Reading text:

Combined Covalent-Electrostatic Model of Hydrogen Bonding Improves Structure Prediction with Rosetta
journal contributionposted on 2015-02-10, 00:00 authored by Matthew J. O’Meara, Andrew Leaver-Fay, Michael D. Tyka, Amelie Stein, Kevin Houlihan, Frank DiMaio, Philip Bradley, Tanja Kortemme, David Baker, Jack Snoeyink, Brian Kuhlman
Interactions between polar atoms are challenging to model because at very short ranges they form hydrogen bonds (H-bonds) that are partially covalent in character and exhibit strong orientation preferences; at longer ranges the orientation preferences are lost, but significant electrostatic interactions between charged and partially charged atoms remain. To simultaneously model these two types of behavior, we refined an orientation dependent model of hydrogen bonds [Kortemme et al. J. Mol. Biol. 2003, 326, 1239] used by the molecular modeling program Rosetta and then combined it with a distance-dependent Coulomb model of electrostatics. The functional form of the H-bond potential is physically motivated and parameters are fit so that H-bond geometries that Rosetta generates closely resemble H-bond geometries in high-resolution crystal structures. The combined potentials improve performance in a variety of scientific benchmarks including decoy discrimination, side chain prediction, and native sequence recovery in protein design simulations and establishes a new standard energy function for Rosetta.

Required action: Please state what the refined orientation-dependent hydrogen bond model was combined with, according to the hydrogen bonding abstract above.

Record extracts:
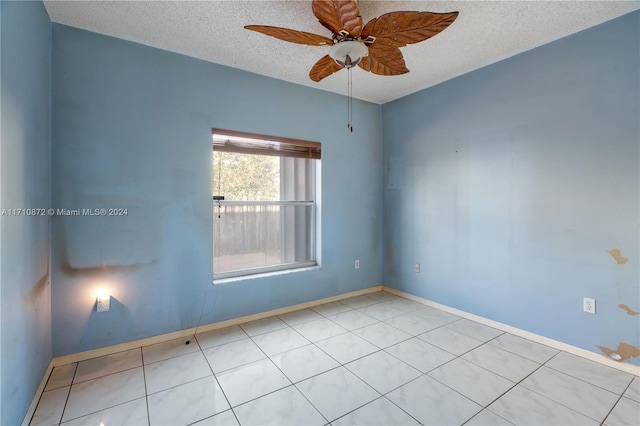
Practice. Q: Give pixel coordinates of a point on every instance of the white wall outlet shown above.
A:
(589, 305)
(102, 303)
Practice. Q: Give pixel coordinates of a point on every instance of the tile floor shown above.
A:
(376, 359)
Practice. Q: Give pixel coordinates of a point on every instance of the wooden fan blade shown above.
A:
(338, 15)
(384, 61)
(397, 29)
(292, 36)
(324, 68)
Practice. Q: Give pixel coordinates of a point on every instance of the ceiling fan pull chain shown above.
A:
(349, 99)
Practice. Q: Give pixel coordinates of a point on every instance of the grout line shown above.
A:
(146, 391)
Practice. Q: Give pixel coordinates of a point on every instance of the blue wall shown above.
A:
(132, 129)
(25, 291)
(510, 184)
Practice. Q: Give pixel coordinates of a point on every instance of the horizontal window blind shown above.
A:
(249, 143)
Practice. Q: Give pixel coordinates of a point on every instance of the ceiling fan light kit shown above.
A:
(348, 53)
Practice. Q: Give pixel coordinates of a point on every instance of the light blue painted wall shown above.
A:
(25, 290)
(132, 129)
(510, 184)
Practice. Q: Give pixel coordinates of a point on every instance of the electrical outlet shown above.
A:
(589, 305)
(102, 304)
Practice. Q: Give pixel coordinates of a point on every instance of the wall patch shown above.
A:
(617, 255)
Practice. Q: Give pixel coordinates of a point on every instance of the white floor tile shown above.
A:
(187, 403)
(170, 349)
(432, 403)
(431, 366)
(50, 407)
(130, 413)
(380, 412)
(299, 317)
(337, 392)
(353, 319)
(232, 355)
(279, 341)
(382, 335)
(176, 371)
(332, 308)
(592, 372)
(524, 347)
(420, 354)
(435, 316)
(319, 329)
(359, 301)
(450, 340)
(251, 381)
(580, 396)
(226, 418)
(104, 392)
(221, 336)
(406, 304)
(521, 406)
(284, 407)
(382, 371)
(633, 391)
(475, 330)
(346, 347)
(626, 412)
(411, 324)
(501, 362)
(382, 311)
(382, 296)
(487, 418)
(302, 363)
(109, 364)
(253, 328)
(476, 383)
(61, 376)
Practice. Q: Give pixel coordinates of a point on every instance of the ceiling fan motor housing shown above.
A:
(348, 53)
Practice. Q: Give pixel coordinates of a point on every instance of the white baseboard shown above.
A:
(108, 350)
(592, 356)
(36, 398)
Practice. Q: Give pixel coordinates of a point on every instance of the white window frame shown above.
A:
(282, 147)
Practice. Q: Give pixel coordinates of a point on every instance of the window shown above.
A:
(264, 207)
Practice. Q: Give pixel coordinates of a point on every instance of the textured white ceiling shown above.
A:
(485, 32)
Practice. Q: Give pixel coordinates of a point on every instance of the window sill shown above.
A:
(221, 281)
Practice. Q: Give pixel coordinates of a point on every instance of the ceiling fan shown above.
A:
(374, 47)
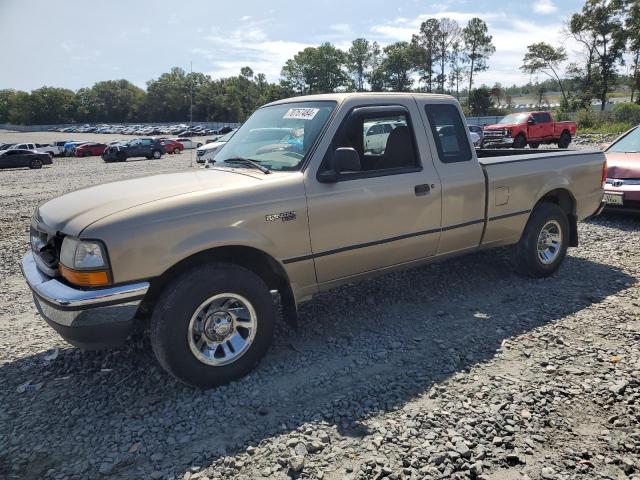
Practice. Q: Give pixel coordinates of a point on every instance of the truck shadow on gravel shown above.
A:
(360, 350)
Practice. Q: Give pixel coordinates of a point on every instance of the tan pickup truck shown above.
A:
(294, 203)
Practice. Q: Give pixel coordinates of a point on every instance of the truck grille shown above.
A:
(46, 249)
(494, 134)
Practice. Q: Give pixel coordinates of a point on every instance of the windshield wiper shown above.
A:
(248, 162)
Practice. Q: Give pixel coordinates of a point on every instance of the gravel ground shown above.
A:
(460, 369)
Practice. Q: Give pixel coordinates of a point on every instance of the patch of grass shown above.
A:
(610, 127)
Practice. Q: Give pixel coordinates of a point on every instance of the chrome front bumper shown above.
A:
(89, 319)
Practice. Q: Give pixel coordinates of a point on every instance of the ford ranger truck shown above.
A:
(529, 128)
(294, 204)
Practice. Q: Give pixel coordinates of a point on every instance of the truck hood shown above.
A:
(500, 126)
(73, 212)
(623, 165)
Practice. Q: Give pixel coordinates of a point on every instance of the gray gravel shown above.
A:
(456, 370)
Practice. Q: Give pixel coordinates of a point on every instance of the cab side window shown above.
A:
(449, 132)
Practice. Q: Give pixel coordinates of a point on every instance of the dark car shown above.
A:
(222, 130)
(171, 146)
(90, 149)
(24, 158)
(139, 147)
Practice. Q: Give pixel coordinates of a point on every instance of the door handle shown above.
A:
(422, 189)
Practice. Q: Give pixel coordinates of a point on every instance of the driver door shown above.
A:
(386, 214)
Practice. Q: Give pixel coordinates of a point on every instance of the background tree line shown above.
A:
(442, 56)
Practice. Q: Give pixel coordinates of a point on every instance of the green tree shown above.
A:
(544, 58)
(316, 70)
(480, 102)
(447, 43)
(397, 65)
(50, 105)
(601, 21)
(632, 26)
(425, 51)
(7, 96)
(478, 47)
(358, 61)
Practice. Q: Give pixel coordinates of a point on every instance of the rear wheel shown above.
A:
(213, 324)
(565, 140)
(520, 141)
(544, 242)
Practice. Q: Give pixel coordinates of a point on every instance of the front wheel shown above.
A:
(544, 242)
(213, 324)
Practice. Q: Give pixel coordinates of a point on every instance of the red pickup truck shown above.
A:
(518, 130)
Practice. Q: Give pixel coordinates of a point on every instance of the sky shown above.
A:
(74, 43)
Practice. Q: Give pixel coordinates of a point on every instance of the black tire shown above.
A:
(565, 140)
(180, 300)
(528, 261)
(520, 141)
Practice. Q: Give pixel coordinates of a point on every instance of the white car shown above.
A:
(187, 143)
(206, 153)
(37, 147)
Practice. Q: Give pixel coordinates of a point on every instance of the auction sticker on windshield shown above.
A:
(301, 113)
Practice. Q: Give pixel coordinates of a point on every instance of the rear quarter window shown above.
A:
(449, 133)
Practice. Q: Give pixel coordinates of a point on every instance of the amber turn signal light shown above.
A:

Response for this exercise: A distance-dependent Coulomb model of electrostatics.